• [READING PASSAGE]:
The Australian Football League (AFL) started in 1897 and was originally called the Victorian Football League until the name was changed in 1990 due to the expansion to the other Australian states. AFL is seen as an iconic Australian sport which attracts large crowds averaging around 32,000 people per game. It is a very popular industry to be in since there are so many different job positions and roles.
Drugs are usually known as a chemical compound that has an effect on a persons body in some way, either physically or psychologically. Drugs specific to elite sports, such as AFL, can include anabolic steroids and stimulants due to their performance-enhancing effects. The consumption of these drugs is known as doping. Doping is the administration of drugs to enhance the performance of a person or athlete. This can create unfair advantages in the game and also could lead to many health risks to the players that are doping. The AFL also has practices in place related to the use of illicit recreational drugs.
Australian Sports Anti-Doping Authority
Australian Sports Anti-Doping Authority (ASADA) is the governing body behind the restriction and regulation of drug use within Australian sporting events and was established in 2006 by the Australian government. ASADA designs and delivers education and communication programs, detects and manages anti-doping rule violations, conducts anti-doping investigation cases, monitors the compliance of anti-doping policies, and supports athletes to meet their anti-doping obligations.

• [TASK LIST]:
1) According to the passage on drugs in the AFL, what was the league called before its name changed in 1990?
2) Write the next part of the passage on drugs in the AFL, picking up after its final sentence.

• [DATASET EXTRACT]:

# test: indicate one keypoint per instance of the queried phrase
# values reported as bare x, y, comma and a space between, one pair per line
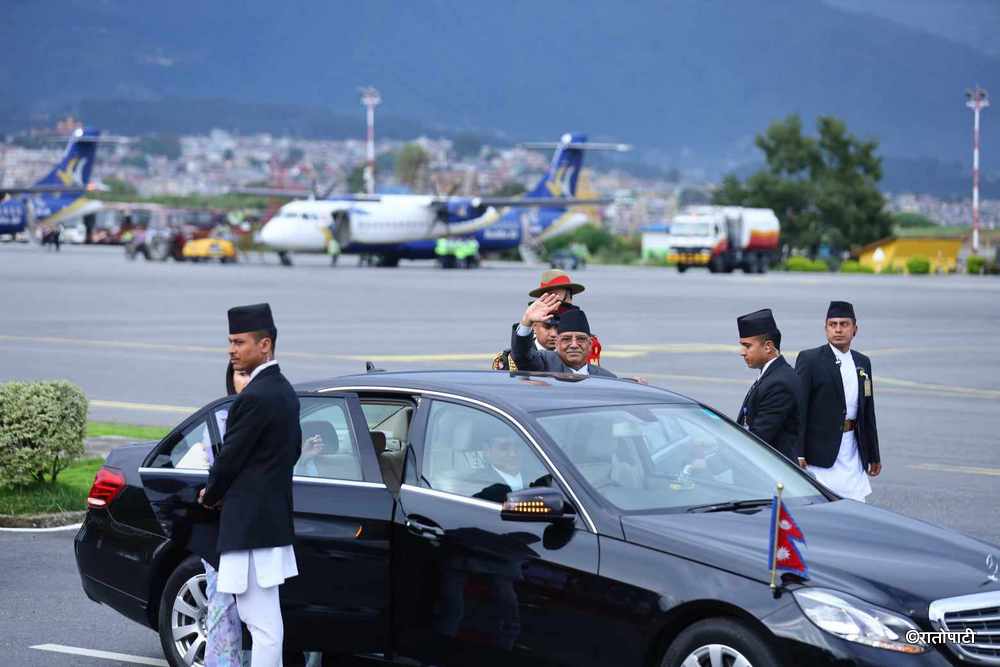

• [TASK RESULTS]:
1) The Victorian Football League.

2)
World Anti-Doping Agency
World Anti-Doping Agency (WADA) is the foundation made by the International Olympic Committee in 1999 and its role is to promote, coordinate and monitor drug use within sports. WADA is responsible for the creation of the World Anti-Doping Code which is adopted by more than 600 sporting organizations. The main tasks that the agency are involved in are research, education, development of anti-doping bodies and regulating the World Anit-Doping Code. Recently, WADA has developed partnerships with pharmaceutical and biotechnology companies with the aim to try facilitate drug detection methods.
The AFL is a signatory to ASADA and WADA, and its policy on performance-enhancing drugs is based upon those organisations. For non-performance-enhancing drugs, the AFL currently has a “three-strikes” policy, under which only the player and the club doctor are aware of any positive tests until a third such test is received is received. After the third strike, the club is made aware of the situation and the player may face disciplinary action. This policy has faced criticism for leniency from anti-doping bodies, particularly the World Anti-Doping Agency (WADA), and as such has attracted much media scrutiny and public debate.